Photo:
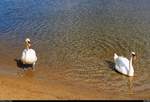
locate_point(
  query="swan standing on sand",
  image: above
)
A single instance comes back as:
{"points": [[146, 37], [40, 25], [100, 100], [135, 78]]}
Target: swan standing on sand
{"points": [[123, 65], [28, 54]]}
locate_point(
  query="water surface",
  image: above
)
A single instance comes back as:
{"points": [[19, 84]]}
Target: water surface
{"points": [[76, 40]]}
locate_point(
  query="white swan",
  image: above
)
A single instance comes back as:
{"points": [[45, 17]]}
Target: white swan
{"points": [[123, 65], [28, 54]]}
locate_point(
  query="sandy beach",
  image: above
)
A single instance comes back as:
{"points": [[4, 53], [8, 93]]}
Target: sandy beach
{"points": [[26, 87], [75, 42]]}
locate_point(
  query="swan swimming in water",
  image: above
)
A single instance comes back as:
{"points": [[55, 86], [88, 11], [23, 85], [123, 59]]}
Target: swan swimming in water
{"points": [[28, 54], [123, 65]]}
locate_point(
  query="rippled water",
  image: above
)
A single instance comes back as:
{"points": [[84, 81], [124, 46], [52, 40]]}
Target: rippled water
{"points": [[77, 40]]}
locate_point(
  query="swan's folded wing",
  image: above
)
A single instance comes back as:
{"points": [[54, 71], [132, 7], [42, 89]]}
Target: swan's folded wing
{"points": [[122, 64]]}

...

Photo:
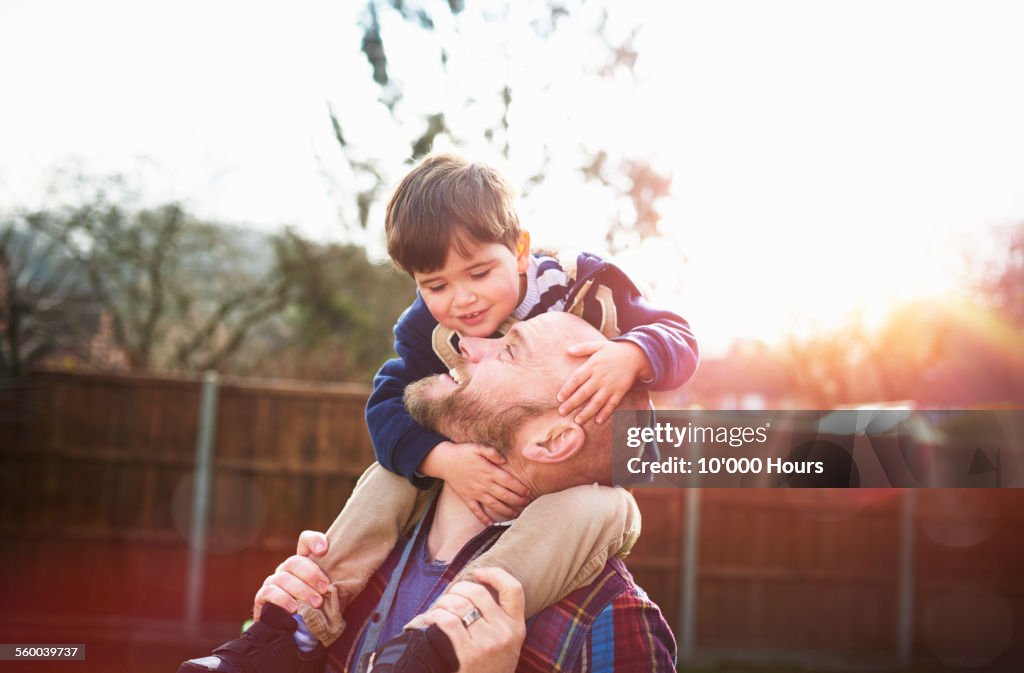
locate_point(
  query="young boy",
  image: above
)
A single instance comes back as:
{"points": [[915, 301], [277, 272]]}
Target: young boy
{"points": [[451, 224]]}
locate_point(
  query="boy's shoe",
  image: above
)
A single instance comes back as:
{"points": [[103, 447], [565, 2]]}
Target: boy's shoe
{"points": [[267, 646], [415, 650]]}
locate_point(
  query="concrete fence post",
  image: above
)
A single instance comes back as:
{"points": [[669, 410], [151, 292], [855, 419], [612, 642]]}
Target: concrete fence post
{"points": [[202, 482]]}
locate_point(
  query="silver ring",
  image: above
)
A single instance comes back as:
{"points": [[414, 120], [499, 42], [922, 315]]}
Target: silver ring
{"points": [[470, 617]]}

==

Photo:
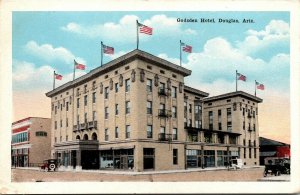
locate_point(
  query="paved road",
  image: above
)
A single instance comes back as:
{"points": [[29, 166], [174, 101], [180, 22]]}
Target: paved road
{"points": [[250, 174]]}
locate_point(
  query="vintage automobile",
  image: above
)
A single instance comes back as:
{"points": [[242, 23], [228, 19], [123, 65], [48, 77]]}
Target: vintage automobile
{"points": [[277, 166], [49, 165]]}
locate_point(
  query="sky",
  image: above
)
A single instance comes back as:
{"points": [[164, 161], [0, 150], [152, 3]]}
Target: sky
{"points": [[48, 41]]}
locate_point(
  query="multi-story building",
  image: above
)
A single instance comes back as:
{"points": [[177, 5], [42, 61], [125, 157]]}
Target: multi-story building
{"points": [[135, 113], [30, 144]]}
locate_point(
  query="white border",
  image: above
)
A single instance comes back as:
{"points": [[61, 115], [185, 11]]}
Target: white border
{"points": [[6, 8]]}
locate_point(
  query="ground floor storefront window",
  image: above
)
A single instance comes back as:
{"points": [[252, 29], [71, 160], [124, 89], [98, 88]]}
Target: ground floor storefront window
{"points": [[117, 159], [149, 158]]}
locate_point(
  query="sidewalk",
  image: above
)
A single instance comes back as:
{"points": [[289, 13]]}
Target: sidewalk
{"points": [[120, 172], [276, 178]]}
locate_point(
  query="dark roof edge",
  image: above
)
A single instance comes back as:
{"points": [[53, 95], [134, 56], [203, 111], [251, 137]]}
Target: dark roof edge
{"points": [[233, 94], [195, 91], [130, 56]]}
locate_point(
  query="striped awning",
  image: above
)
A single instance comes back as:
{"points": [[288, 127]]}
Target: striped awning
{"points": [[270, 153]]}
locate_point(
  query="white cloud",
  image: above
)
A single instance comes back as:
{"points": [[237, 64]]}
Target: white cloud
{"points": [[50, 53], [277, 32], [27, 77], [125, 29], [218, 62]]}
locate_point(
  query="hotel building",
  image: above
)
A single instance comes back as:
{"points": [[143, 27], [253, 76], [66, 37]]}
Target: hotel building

• TASK REQUIREMENTS: Extract each line of the data above that contains the string "striped". Case counts.

• SOLUTION:
  query="striped awning",
Target: striped awning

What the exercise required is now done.